■ What is asked:
In the entries below, from the line containing "Return one point per instance of the blurred child's" through the end of the entries, reproduce every line, requests included, and increase each coordinate in the answers by 18.

■ Records for this task:
Begin
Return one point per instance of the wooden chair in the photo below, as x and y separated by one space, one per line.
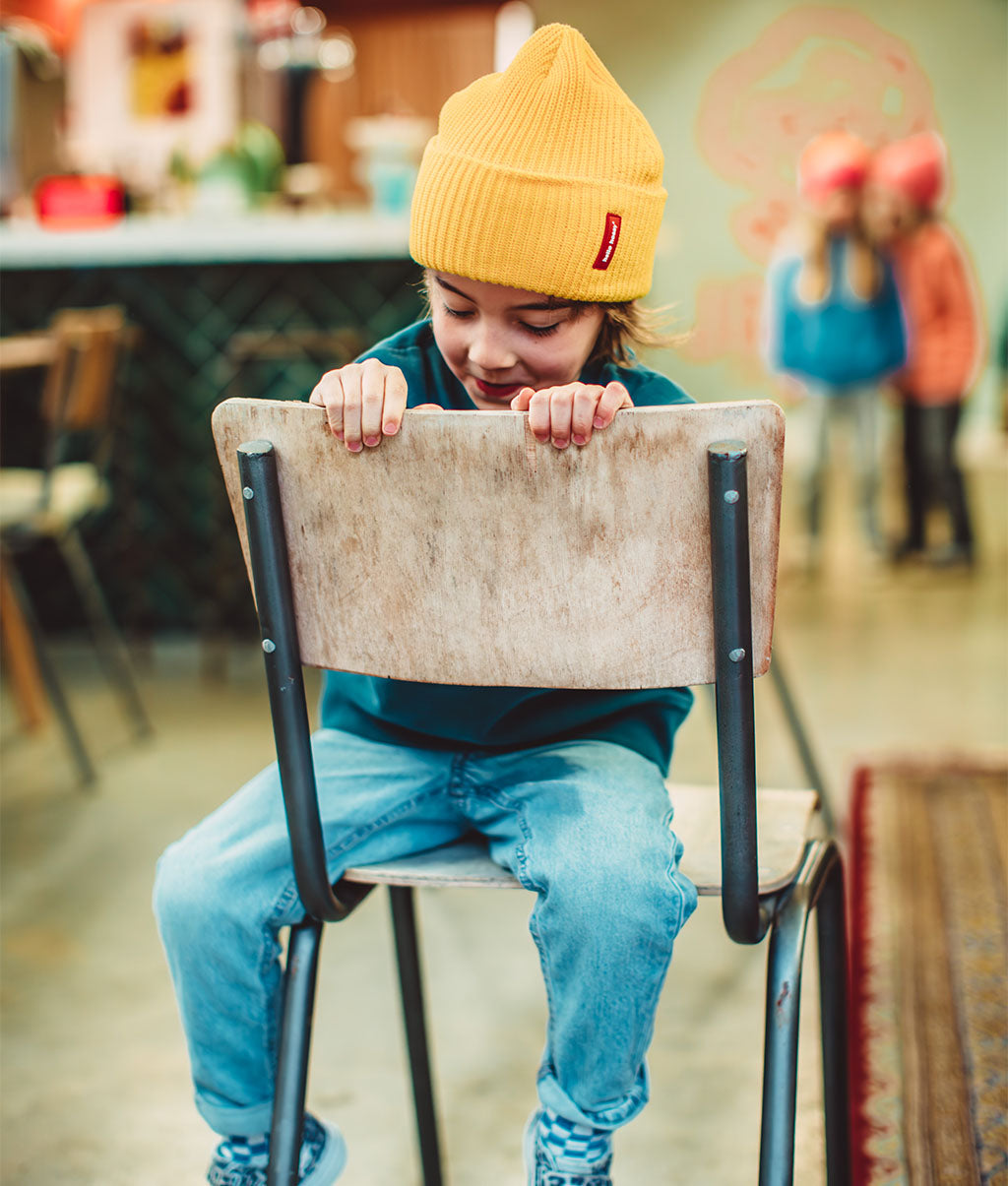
50 502
671 514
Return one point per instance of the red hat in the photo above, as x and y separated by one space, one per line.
833 160
914 166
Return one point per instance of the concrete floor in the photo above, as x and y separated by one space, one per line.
94 1086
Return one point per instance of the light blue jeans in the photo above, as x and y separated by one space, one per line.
585 825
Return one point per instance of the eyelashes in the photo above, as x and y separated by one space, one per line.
536 331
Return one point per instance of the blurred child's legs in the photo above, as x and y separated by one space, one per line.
857 409
585 825
932 472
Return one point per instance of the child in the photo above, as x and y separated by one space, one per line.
834 316
535 215
943 324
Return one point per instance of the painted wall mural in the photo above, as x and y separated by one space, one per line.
810 70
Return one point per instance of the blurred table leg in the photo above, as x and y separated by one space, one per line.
21 658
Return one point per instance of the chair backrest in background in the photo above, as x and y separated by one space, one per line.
464 551
81 378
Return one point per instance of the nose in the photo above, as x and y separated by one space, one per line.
488 347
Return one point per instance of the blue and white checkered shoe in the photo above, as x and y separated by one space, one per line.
323 1157
543 1169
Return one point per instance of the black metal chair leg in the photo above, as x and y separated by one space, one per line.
291 1059
832 930
108 642
816 877
410 984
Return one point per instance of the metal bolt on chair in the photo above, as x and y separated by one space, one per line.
684 508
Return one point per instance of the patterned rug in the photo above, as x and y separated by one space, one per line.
End
■ Finished exercise:
Return one point per instance of the blurred child's legs in the photo above, as x and y separated by one space, one per line.
875 427
603 843
950 490
Return one point per instance of the child in the photo above, as x and y separated by one space, one per line.
852 334
553 233
961 342
Return one point per instance of the painted wall mural in the photo above, as x and y separated by one space, one per line.
828 88
Return one point per instance of the blurred table leg in the photo above, as x and y separated by one space, one per line.
39 676
Return one point per instance of the chair backrest in background in the photo above, as x and y separated by one space, one per line.
482 569
99 396
Return one point per instance of the nose in the photo above, as x and y separated by one space, one per line.
506 365
Return one point per instance of the blue and white checkered shoe in the photo above, as x and y separated by one space, one per line.
341 1175
561 1187
Return one point per instance of the black metal chair leg in the photo above, as x and y separated by one space, one per line.
309 1077
850 948
126 660
834 895
428 1002
Return one point per instance of the metal bolt on chair in the photo above, as x and y separated by one space, one per line.
702 526
Return one point per instance of the patterned rug in the photo above, as x and y separated by one space, one per line.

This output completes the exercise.